#### [Entries supplied]

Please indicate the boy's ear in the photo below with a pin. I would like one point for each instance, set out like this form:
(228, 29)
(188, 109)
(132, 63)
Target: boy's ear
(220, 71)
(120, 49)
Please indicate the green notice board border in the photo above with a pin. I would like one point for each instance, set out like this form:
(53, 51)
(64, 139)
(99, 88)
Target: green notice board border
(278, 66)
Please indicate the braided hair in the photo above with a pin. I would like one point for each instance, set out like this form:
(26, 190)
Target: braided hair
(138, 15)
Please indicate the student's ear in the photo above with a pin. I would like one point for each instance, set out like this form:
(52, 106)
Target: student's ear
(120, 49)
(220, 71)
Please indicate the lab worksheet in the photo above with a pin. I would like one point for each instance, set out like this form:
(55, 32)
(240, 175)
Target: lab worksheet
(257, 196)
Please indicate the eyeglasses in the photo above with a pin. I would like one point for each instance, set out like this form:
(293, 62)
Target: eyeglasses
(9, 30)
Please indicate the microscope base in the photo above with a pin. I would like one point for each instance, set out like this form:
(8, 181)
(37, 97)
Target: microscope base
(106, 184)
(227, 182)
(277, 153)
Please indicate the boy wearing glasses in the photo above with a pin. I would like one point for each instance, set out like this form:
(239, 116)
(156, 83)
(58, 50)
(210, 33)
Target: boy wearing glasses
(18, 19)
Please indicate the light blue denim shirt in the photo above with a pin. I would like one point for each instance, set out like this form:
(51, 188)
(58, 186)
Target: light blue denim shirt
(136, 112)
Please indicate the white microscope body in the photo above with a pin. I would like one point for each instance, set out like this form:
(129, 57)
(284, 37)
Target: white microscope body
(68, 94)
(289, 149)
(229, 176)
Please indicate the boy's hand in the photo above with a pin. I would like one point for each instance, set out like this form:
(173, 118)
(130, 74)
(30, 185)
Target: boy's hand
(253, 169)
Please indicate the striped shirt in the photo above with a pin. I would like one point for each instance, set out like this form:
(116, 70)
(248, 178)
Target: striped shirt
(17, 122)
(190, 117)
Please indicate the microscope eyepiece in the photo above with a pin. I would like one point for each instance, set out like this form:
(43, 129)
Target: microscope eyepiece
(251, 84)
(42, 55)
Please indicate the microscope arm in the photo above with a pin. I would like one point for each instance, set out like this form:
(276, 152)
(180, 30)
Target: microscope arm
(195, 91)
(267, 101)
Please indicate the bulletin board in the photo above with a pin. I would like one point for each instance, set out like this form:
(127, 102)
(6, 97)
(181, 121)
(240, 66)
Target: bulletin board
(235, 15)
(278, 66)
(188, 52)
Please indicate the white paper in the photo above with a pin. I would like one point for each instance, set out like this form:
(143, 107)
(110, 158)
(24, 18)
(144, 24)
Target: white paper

#### [Exercise]
Scan the material above for the string "paper". Return each line where it occurs.

#### [Solution to this problem]
Please indicate the white paper in the photo above with a pin. I would like one point for each instance, set out like this form:
Target: white paper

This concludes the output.